WRITTEN EXERCISE 1.
In the passage on display panel wiring, what signals does the fifth wiring line 175 receive, and what component does it supply them to?
WRITTEN EXERCISE 2.
Translate this sentence from the passage on display panel wiring into Spanish: "The second wiring line group 170 is formed in a second or horizontal direction."
WRITTEN EXERCISE 3.
Write the next part of the passage on display panel wiring, picking up after its final sentence.

SOURCE DOCUMENT.
________________

Each of the panels 110 includes a pixel unit 120, a scan driver
130, a data driver 140, a test unit 150, a first wiring line group
160, a second wiring line group 170, and a first power source line
161.
[0026] The first wiring line group 160 includes a first, second,
and third wiring lines 163, 165, and 167. The first wiring line
group 160 is formed in a first or vertical direction. The first
wiring line 163 receives scan control signals from the outside and
supplies them to the scan driver 130. The second wiring line 165
receives a third power source VDD from the outside and supplies it
to the scan driver 130. The third wiring line 167 receives a fourth
power source VSS from the outside and supplies it to the scan
driver 130. The first, second, and third wiring lines 163, 165, and
167 are electrically connected to pads formed in a pad unit 180 of
each of the panels 110. The first, second, and third wiring lines
163, 165, and 167 may be used as signal lines and power source
lines for driving the panels 110. The pads will be described in
detail with reference to FIG. 8. According to one embodiment,
additional space between the first, second, and third wiring lines
163, 165, and 167 is not required.
[0027] In one embodiment, the second wiring line group 170 includes
a fourth wiring line 173 and a fifth wiring line 175. The second
wiring line group 170 is formed in a second or horizontal
direction.
[0028] The fourth wiring line 173 receives a second power source
ELVSS from the outside and supplies it to pixels in the pixel unit
120. The fifth wiring line 175 receives illumination signals and
supplies them to the test unit 150. The fourth and fifth wiring
lines 173 and 175 are electrically connected to the pads formed in
the pad unit 180 of each of the panels 110.
[0029] The first power source line 161 is formed in the first or
vertical direction at the edge on the opposite side of the panel
from the first wiring line group 160 in each of the panels 110. The
first power source line 161 receives a first power source ELVDD
from the outside and supplies it to the pixels in the pixel unit
120. The first power source line 161 is electrically connected to
the pads in the pad unit 180.
[0030] The pixel unit 120 comprises a plurality of pixels (not
shown). The pixels may comprise organic light emitting diodes
(OLED). The pixel unit 120 receives the first power source ELVDD,
the second power source ELVSS, scan signals, and data signals, and
displays images.
[0031] The scan driver 130 sequentially supplies scan signals to
scan lines. When tesing display panels, the scan driver 130
receives the scan control signals and the third and fourth power
sources VDD and VSS from the first wiring line group 160. The scan
driver then generates the scan signals for testing the display
panels on a substrate basis. On the other hand, after the substrate
is scribed and divided into individual panels, the scan driver 130
receives the scan control signals and the third and fourth power
sources VDD and VSS from the pads and then generates the scan
signals.

________________

MATERIAL.
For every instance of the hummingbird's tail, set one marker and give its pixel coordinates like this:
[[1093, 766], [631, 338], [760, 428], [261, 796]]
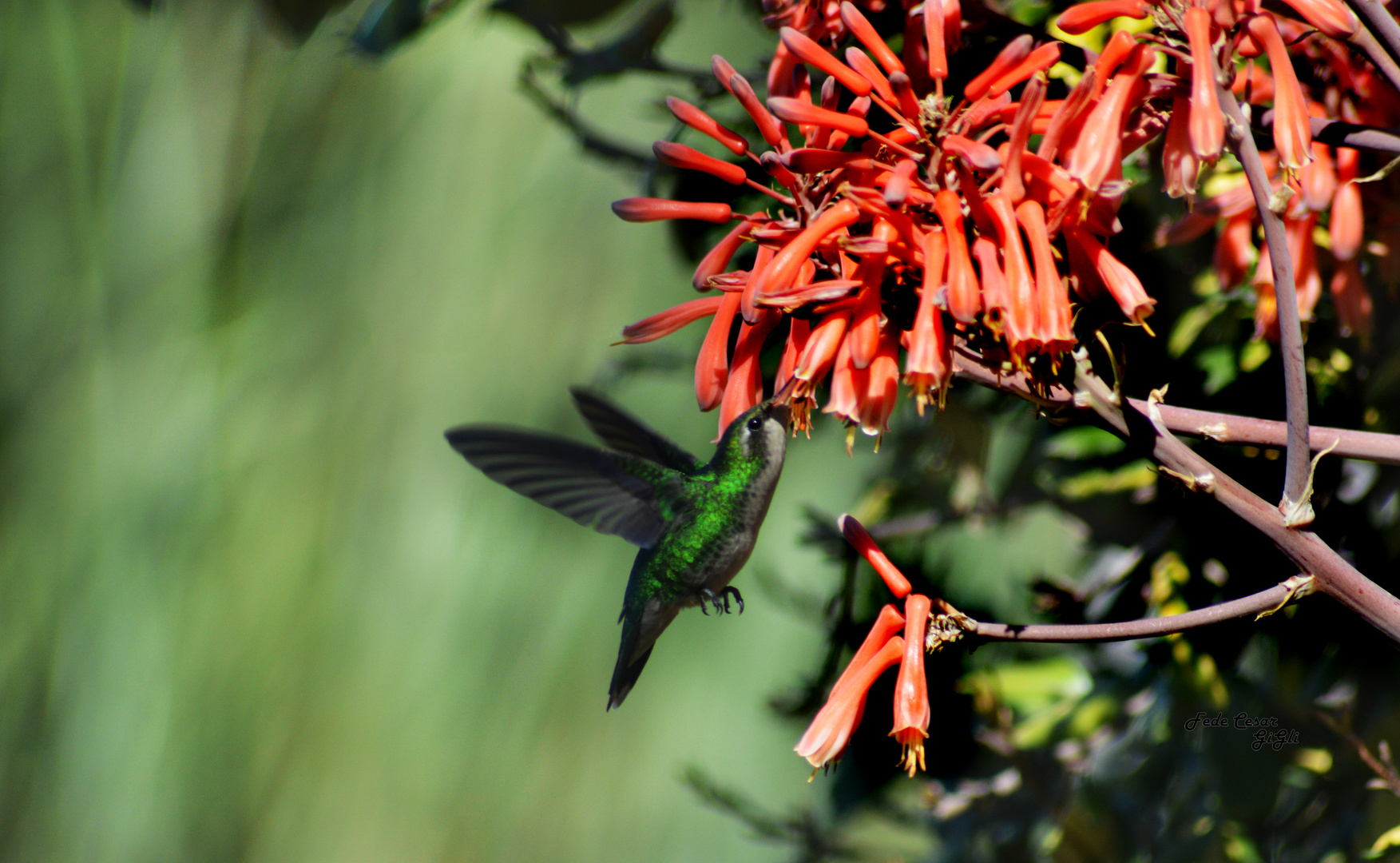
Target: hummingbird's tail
[[625, 675]]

________________

FINAL RESULT 1.
It receives illumination signals and supplies them to the test unit 150.

FINAL RESULT 2.
El segundo grupo de líneas de cableado 170 se forma en una segunda dirección, u horizontal.

FINAL RESULT 3.
[0032] The data driver 140 receives data from the outside through
the pads in the pad unit 180 and generates data signals. The data
signals are supplied to the pixel unit 120. According to one
embodiment, the data driver 140 is mounted on the panel 110. In
other embodiments, the data driver may not be provided on the panel
110.
[0033] The test unit 150 receives illumination signals from the
fifth wiring line 175. The test unit 150 then supplies the
illumination signals to data lines. The illumination signals may
include an illumination test signal, an aging test signal, and a
leakage current test signal for the pixels in the pixel unit 120.
The fifth wiring line 175 may comprise an illumination control
signal line 176 and an illumination test signal line 177 as shown
in FIG. 2. The illumination control signal line 176 receives an
illumination control signal TEST_GATE from the outside and supplies
it to the test unit 150. The illumination test signal line 177
receives an illumination test signal TEST_DATA from the outside and
supplies it to the test unit 150. The test unit 150 then supplies
the illumination signals to the data lines D1 to Dm according to
the illumination control signal TEST_GATE and the illumination test
signal TEST_DATA. In this embodiment, the illumination signals
comprise the aging and the leakage current test signals as well as
the illumination test signal TEST_DATA for the pixels.
[0034] The test unit 150 supplies the illumination signals to the
data lines D1 to Dm only when tests on display panels are performed
on a substrate basis. The test unit 150, however, does not supply
the illumination signals to the data lines D1 to Dm in other cases.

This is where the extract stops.